• _Passage given_
Then they opened the ballots, right there, before Meros and the judge 
and about a dozen others. Ten votes for Bush; two for Gore. 

Meros and the other Republicans in the room "started smiling," Sancho 
recalls. "When it turned out to be a net gain of eight votes for 
George Bush, they thanked us for our great wisdom in overriding their 
objection. They left and we haven't heard from them since." 

Meros remembers it slightly differently. "We didn't 'thank them for 
their wisdom,' that's foolishness," he says. "When those votes were 
tallied, Judge Harley looked out and looked at me and said, 'Are 
there any more objections, George?' And everyone laughed. And I 
said, 'I'm not saying another word,' and thanked them for their time. 
I walked out of the room." 

Meros says his objection was principled, and denies he would have 
behaved any differently subsequent to the vote tally if it had 
favored Gore. But Democrats in Leon County snipe that had the vote 
gone the other way, the GOP would have cried, "Mischief," and held 
press conferences up and down Adams Street. And clearly this is a 
near-sightedness that cuts across party lines. 

"I see it all across the state," Sancho says. "Each side is simply 
trying to achieve its ends, uncover votes it believes will be 
favorable and suppress votes it believes will be unfavorable." 

It ain't pretty down here, in the nation's most phallic state, where 
Republican and Democratic operatives are doing everything they can to 
make sure their guy wins. 

Both sides are doing it, and in the process neither is doing much to 
elevate this process much above your average Panama City wet T-shirt 
contest.

On the other side of the aisle, in Seminole County, a Democratic 
effort is underway to throw out all of the county's absentee ballots, 
which Bush won over Gore, 10,006 to 5,209.

• _Stated problem_
Pick up the passage on the Bush–Gore ballot disputes immediately after its last sentence and continue it in the same manner.

• _Extracted entries_
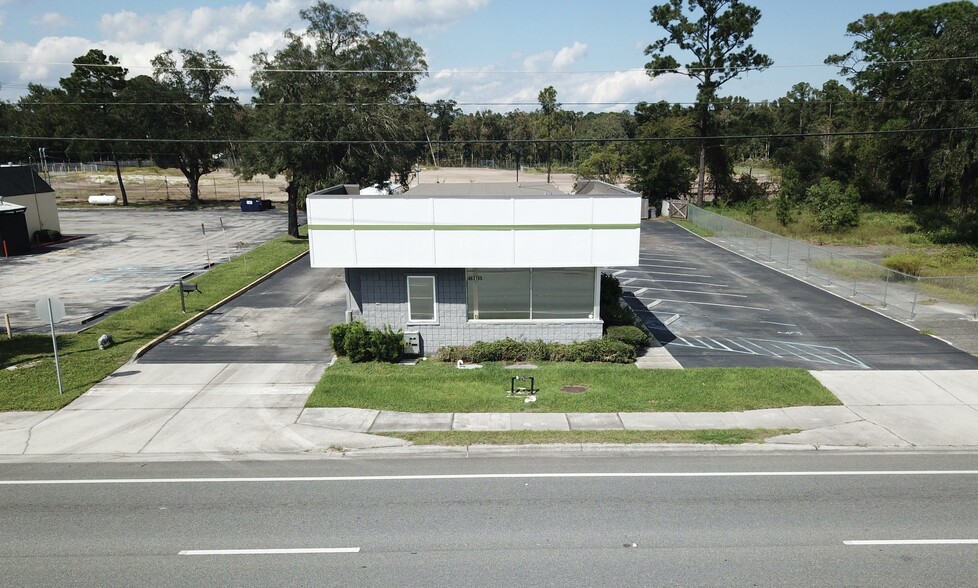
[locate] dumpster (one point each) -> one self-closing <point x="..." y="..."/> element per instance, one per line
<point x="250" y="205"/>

* * *

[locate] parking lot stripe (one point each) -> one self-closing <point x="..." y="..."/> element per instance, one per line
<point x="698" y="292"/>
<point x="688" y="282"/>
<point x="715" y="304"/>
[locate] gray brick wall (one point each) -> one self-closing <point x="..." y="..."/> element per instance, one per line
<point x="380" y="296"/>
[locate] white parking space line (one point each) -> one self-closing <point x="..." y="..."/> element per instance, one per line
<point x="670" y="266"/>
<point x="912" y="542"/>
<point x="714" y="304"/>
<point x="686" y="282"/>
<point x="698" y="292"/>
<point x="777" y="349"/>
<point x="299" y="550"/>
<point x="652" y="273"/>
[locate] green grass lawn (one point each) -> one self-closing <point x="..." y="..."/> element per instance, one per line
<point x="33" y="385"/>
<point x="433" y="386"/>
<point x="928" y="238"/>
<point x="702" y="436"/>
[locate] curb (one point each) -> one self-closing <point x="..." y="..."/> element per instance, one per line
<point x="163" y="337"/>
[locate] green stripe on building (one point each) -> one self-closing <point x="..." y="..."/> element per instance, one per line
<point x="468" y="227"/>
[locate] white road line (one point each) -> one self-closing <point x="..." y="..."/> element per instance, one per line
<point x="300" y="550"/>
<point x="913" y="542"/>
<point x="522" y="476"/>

• _Written response_
Before Nov. 7, the Seminole supervisor of elections, Republican Sandy 
Goard, allowed Republican operative Michael Leach and GOP volunteer 
Ryan Mitchell to spend 10 days camped out in her office, filling in 
missing voter identification numbers on about 4,700 absentee ballot 
requests that would have been otherwise rejected -- ballot requests 
that were part of a form letter campaign by the state GOP.
 
Attorney Harry Jacobs -- a member of the county's Democratic 
Executive Board -- has taken Goard to court; Circuit Judge Debra 
Nelson will hear arguments Monday as to whether Goard's actions were 
illegal, constituting voter fraud. And while it all does seem a tad 
sleazy, experts say that it falls waaaay short of qualifying as a 
plot to disenfranchise 15,000 Floridians. 

Jacob's attorney, Richard Siwica, of Orlando, says he would prefer to 
only strike the 4,700 absentee ballots that were sent to voters under 
the questionable circumstances -- but it has yet to be determined 
whether those 4,700 have or can be segregated from the others. After 
massive absentee ballot fraud during the 1998 Miami mayor's race -- a 
scandal in which Gore attorney Kendall Coffey got his client 
installed as mayor by having every single absentee ballot thrown out -
- Florida passed a statute that makes it illegal to request an 
absentee ballot for someone unless you're a member of that person's 
immediate family or their legal guardian. These Republican operatives 
are guilty of violating this law, Siwica says, which is a third-
degree felony. 

But so what? I ask Siwica. I mean, didn't these voters end up voting 
the way they wanted to? 

"People voted and we don't know that they didn't vote any way other 
than the way that they wanted," he allows. "But the reality is that 
third-degree felonies occurred, and this is the remedy that the 
courts have recognized. There's no requirement that this altered what 
the will of the people is." Local Democrats weren't given the same 
opportunity to correct their voters' ballot request screw-ups, he 
points out. 

It's questionable that Siwica's request will be seriously considered.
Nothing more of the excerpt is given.